Region pointing data:
----------

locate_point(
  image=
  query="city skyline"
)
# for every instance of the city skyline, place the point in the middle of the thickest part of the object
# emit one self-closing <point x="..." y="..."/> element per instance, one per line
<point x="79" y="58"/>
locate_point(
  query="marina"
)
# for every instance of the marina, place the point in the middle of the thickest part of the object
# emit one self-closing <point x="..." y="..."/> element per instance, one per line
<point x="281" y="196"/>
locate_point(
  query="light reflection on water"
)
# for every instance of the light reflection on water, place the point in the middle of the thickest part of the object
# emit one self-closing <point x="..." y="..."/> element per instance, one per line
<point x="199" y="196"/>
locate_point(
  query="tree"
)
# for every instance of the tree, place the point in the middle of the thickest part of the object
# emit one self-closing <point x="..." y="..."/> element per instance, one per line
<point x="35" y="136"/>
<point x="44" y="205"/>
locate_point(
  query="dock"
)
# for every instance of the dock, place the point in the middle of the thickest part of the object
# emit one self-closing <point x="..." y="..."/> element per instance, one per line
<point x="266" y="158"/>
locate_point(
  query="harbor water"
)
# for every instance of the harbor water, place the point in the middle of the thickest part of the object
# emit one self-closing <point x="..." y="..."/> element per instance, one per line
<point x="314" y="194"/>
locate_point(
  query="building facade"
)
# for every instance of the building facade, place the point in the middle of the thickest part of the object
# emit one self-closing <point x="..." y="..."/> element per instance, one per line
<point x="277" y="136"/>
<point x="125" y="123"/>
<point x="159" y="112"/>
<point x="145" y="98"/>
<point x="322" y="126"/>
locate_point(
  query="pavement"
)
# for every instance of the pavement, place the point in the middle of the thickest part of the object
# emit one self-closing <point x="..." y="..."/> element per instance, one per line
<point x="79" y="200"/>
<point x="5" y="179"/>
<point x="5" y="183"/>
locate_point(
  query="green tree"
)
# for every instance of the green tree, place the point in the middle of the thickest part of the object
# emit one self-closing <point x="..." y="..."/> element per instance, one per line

----------

Your instructions:
The records above must be repeated exactly, every one of them.

Result:
locate_point(
  image=
  query="city skyline"
)
# for every instance of the city skyline, place the point in the middle of the thickest part of the object
# emit one self-closing <point x="..." y="..."/> element per instance, one per line
<point x="79" y="58"/>
locate_point(
  query="marina"
)
# for every instance of the marina, place the point in the middle of the thickest part of the object
# emit one self-closing <point x="..." y="..."/> element per instance, one per line
<point x="281" y="196"/>
locate_point(
  query="light reflection on water"
)
# for every instance of the light reflection on water, place the point in the middle of the thickest part of the object
# emit one self-closing <point x="..." y="..."/> element per instance, one per line
<point x="199" y="196"/>
locate_point(
  query="tree"
)
# for every instance of the tree, place the point in the middle of the thickest part of the object
# emit one self-closing <point x="..." y="..."/> element per instance, one per line
<point x="35" y="136"/>
<point x="44" y="205"/>
locate_point(
  query="dock"
)
# for every instance of the dock, place the point in the middle of the thickest part of the object
# emit one self-closing <point x="..." y="..."/> element per instance, one per line
<point x="266" y="158"/>
locate_point(
  query="harbor water"
)
# for every instance of the harbor water, place the point in the middle of the thickest part of the object
# emit one self-closing <point x="..." y="..."/> element per instance, one per line
<point x="314" y="194"/>
locate_point(
  query="building facade"
)
# for every instance of the building facade, place the point in the middle of the thickest part of the object
# emit one self-closing <point x="..." y="..."/> element per instance, one per line
<point x="277" y="136"/>
<point x="125" y="123"/>
<point x="159" y="112"/>
<point x="145" y="98"/>
<point x="322" y="126"/>
locate_point(
  query="pavement"
)
# for every instance of the pavement, place the point in the middle of the thickest part of the object
# emit one self-closing <point x="..." y="..."/> element per instance, one per line
<point x="79" y="200"/>
<point x="5" y="179"/>
<point x="5" y="183"/>
locate_point(
  query="green tree"
)
# for every instance of the green tree, place the point in the middle of the thickest part of the object
# emit one self-closing <point x="..." y="..."/> element per instance, one per line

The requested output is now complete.